DOCUMENT EXTRACT »

= = = = =

DETAILED DESCRIPTION
[0020] The use of the word "a" or "an" when used in conjunction
with the term "comprising" in the claims and/or the specification
may mean "one", but it is also consistent with the meaning of "one
or more", "at least one", and "one or more than one". Similarly,
the word "another" may mean at least a second or more.
[0021] As used in this specification and claim(s), the words
"comprising" (and any form of comprising, such as "comprise" and
"comprises"), "having" (and any form of having, such as "have" and
"has"), "including" (and any form of including, such as "include"
and "includes") or "containing" (and any form of containing, such
as "contain" and "contains"), are inclusive or open-ended and do
not exclude additional, unrecited elements or process steps.
[0022] The expression "electric machine" should be construed herein
and in the appended claims broadly so as to include electric
motors, electric generators and the like.
[0023] The expression "connected" should be construed herein and in
the appended claims broadly so as to include any cooperative or
passive association between mechanical parts or components. For
example, such parts may be connected together by direct coupling,
or indirectly connected using further parts therebetween.
[0024] The expression "piping" should be construed broadly in the
description and in the claims as including any fluid conduit, that
is closed, opened, or partially opened, of any shape, size or
material, and that is used to receive fluid thereon or therein, and
includes, without limitations, hoses, pipes and other types of
tubing.
[0025] Generally stated, described herein is a liquid cooled
external rotor electric machine that is housing-less and where the
stator and the rotor are already assembled together.
[0026] With reference first to FIGS. 1 to 6 of the appended
drawings, a liquid cooled external rotor electric machine 10
according to an illustrated embodiment will now be described.
[0027] The liquid cooled external rotor electric machine 10
includes an internal stator 12 having an internal surface, a
generally cylindrical cooling assembly 14 secured to the stator 12
therein so that an external surface of the cooling assembly 14
contacts the internal surface of the stator 12, an external rotor
16, an output shaft 18 coaxially mounted to the rotor 16, and a
coupling assembly 20 that biases the cooling assembly 14 onto the
stator 12 and that operatively mounts together the stator 12 and
cooling assembly 14 to the output shaft 18 for rotation of the
output shaft 18 therein. In other words, the output shaft 18 is
coaxially and rotatably mounted to the internal surface of the
liquid cooling assembly 14.
[0028] The stator 12 includes a cylindrical copper field coil
assembly having input terminals 22 and mounted to a stack of
laminations 13. It is to be noted that the stator 12 is not limited
to the illustrated embodiment, including its geometry and material
that may differ to those illustrated and described.

= = = = =

DATASET »
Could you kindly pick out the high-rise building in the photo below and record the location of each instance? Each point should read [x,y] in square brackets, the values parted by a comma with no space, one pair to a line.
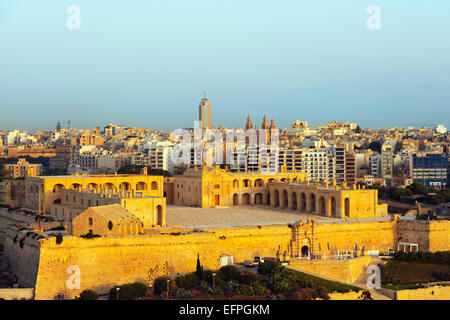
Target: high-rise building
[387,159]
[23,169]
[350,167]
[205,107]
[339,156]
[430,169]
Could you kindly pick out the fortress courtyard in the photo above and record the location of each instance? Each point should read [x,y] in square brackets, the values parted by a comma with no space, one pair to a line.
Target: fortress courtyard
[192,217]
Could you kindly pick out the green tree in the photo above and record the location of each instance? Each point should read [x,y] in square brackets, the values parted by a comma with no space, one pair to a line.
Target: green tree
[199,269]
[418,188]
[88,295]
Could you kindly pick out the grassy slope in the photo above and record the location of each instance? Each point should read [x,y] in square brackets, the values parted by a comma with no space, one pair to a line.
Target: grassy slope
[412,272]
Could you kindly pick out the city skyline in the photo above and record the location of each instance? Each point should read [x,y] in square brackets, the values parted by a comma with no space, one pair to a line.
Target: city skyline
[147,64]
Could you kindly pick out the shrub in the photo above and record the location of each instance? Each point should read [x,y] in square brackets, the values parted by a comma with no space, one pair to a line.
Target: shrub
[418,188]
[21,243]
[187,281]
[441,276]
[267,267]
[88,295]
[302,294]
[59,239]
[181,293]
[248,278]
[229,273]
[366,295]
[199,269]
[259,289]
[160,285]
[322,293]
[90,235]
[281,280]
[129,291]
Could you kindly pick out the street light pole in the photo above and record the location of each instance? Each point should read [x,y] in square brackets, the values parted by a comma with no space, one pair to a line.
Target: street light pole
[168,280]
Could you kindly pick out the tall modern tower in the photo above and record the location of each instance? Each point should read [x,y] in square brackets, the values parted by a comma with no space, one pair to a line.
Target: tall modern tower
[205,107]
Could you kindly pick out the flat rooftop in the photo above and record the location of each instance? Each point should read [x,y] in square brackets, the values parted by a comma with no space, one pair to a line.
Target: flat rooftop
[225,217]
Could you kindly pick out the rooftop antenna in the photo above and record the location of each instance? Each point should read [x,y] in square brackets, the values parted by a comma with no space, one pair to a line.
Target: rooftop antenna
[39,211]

= = = = =

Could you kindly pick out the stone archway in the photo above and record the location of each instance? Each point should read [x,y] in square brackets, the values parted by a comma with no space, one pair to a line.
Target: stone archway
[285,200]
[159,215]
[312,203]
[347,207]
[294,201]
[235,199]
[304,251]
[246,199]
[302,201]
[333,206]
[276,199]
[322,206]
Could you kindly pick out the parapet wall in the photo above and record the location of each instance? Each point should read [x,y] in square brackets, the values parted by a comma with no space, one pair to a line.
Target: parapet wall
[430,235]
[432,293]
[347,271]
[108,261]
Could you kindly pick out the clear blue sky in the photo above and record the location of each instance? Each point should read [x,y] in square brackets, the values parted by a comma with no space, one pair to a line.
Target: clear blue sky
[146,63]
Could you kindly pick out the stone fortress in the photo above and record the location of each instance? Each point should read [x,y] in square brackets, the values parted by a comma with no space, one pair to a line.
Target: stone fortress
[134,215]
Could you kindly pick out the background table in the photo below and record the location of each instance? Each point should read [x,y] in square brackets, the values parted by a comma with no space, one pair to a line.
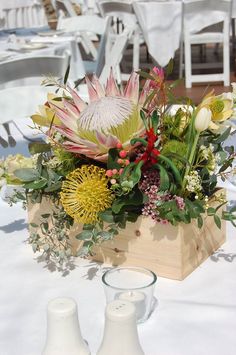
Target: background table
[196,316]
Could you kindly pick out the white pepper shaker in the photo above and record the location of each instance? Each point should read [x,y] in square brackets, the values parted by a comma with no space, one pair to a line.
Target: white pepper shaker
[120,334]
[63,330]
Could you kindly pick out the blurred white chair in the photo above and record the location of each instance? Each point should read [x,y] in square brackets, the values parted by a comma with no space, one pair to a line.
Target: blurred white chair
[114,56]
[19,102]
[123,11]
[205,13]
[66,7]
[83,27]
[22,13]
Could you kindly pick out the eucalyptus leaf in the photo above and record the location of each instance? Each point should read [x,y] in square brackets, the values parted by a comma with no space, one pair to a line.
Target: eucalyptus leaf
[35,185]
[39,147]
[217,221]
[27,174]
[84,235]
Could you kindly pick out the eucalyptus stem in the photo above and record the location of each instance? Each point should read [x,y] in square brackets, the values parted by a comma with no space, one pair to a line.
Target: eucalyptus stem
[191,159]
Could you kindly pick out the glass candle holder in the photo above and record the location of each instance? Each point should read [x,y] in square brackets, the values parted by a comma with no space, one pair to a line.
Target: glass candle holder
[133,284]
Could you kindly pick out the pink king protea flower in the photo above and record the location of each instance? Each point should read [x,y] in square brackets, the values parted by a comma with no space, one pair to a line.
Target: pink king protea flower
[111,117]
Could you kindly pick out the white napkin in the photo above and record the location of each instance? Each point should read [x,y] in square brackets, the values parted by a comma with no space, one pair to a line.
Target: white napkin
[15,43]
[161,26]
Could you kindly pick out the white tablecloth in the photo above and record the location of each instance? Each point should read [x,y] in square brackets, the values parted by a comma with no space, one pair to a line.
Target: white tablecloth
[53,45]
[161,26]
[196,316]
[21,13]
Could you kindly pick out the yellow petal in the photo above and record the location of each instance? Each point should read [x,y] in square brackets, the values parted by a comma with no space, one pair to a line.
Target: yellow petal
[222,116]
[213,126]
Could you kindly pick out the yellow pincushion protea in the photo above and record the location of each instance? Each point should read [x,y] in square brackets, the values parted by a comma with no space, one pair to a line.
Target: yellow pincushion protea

= = = = =

DIRECTIVES »
a. Answer these questions about the electric machine patent description, one answer per line, marked like the questions:
(i) What does the expression "electric machine" include?
(ii) Which items does "piping" include, without limitations?
(iii) What is the cylindrical copper field coil assembly of the stator 12 mounted to?
b. Format everything in the records from the line containing "Could you kindly pick out the eucalyptus stem" down to the line containing "Target: yellow pincushion protea", both included, as a Markdown table with the columns Row and Line, leaving out any blank lines.

RESPONSES IN ORDER »
a.
(i) Electric motors, electric generators and the like.
(ii) Hoses, pipes and other types of tubing.
(iii) A stack of laminations 13.

b.
| Row | Line |
|---|---|
| 1 | Could you kindly pick out the eucalyptus stem in the photo above and record the location of each instance? Each point should read [x,y] in square brackets, the values parted by a comma with no space, one pair to a line. |
| 2 | Target: eucalyptus stem |
| 3 | [191,159] |
| 4 | Could you kindly pick out the glass candle holder in the photo above and record the location of each instance? Each point should read [x,y] in square brackets, the values parted by a comma with no space, one pair to a line. |
| 5 | Target: glass candle holder |
| 6 | [133,284] |
| 7 | Could you kindly pick out the pink king protea flower in the photo above and record the location of each instance? Each point should read [x,y] in square brackets, the values parted by a comma with no space, one pair to a line. |
| 8 | Target: pink king protea flower |
| 9 | [111,117] |
| 10 | Could you kindly pick out the white napkin in the photo above and record the location of each instance? Each point should read [x,y] in square brackets, the values parted by a comma with no space, one pair to a line. |
| 11 | Target: white napkin |
| 12 | [15,43] |
| 13 | [161,26] |
| 14 | Could you kindly pick out the white tablecloth in the photo above and record the location of each instance? Each point should read [x,y] in square brackets, the values parted by a comma with no space, one pair to a line. |
| 15 | Target: white tablecloth |
| 16 | [53,45] |
| 17 | [161,26] |
| 18 | [196,316] |
| 19 | [21,13] |
| 20 | Could you kindly pick out the yellow petal in the photo above and record the location of each instance? Each point should read [x,y] in square brackets, the values parted by a comma with no space, one pair to a line. |
| 21 | Target: yellow petal |
| 22 | [222,116] |
| 23 | [213,126] |
| 24 | Could you kindly pick out the yellow pincushion protea in the photo above and record the location of each instance? Each point should read [x,y] in square brackets, the values parted by a comma with no space, one pair to a line. |
| 25 | Target: yellow pincushion protea |